__Directions for this task__:
Each record must be output exactly and in full.

__Stored entries__:
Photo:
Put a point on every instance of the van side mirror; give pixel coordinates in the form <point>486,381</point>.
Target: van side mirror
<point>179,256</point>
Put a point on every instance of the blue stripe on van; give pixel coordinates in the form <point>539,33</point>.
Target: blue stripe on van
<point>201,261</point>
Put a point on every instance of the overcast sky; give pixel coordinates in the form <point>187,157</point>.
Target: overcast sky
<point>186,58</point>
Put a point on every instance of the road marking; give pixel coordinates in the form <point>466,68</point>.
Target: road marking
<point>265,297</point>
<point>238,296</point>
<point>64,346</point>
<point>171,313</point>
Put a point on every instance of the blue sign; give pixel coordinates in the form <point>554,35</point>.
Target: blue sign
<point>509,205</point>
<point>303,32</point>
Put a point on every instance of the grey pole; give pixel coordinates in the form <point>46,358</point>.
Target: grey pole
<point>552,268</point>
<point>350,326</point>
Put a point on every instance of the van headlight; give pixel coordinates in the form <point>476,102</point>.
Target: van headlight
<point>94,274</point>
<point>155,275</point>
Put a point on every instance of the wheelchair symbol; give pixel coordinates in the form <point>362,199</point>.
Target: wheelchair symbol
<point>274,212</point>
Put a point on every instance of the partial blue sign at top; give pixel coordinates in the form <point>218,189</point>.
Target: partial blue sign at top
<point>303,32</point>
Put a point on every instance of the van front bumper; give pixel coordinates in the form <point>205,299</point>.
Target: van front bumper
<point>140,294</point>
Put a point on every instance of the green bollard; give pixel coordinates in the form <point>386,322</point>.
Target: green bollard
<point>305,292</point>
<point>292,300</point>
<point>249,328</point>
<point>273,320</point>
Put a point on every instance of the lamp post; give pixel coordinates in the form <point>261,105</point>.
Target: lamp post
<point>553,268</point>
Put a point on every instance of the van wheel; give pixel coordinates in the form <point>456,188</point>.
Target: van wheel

__Problem solution__:
Photo:
Put a point on every instance of the van side mirror; give pixel coordinates in the form <point>486,381</point>.
Target: van side mirror
<point>179,256</point>
Put a point on every instance of the blue stripe on van; give pixel coordinates in the form <point>539,33</point>.
Target: blue stripe on van
<point>201,261</point>
Put a point on every instance of the overcast sky; give pixel coordinates in the form <point>187,157</point>.
Target: overcast sky
<point>186,58</point>
Put a point on every instance of the road marking; give pixel coordinates in the form <point>466,68</point>.
Target: road marking
<point>265,297</point>
<point>238,296</point>
<point>64,346</point>
<point>171,313</point>
Put a point on every instance of the blue sign; give pixel coordinates in the form <point>554,35</point>.
Target: blue sign
<point>509,205</point>
<point>303,32</point>
Put a point on every instance of the grey pole; give pixel coordinates in the form <point>46,358</point>.
Target: grey pole
<point>552,268</point>
<point>350,326</point>
Put a point on every instance of the van headlight; give pixel coordinates in the form <point>476,102</point>.
Target: van headlight
<point>94,274</point>
<point>155,275</point>
Put a point on every instance of the wheelchair symbol; give pixel coordinates in the form <point>362,199</point>.
Target: wheelchair symbol
<point>274,212</point>
Put a point on every instance of the partial blue sign at top; give pixel coordinates in the form <point>218,189</point>.
Target: partial blue sign at top
<point>303,32</point>
Put a point on every instance of the van front bumper; give pixel coordinates in the form <point>205,299</point>.
Target: van front bumper
<point>140,294</point>
Put a point on every instance of the green bollard; give pixel coordinates in the form <point>386,322</point>.
Target: green bollard
<point>305,292</point>
<point>292,300</point>
<point>249,328</point>
<point>273,320</point>
Put a point on every instance of the lamp post; give pixel coordinates in the form <point>261,105</point>.
Target: lamp post
<point>553,268</point>
Put a point on every instance of the van wheel; give pixel coordinates in the form <point>456,188</point>.
Target: van wheel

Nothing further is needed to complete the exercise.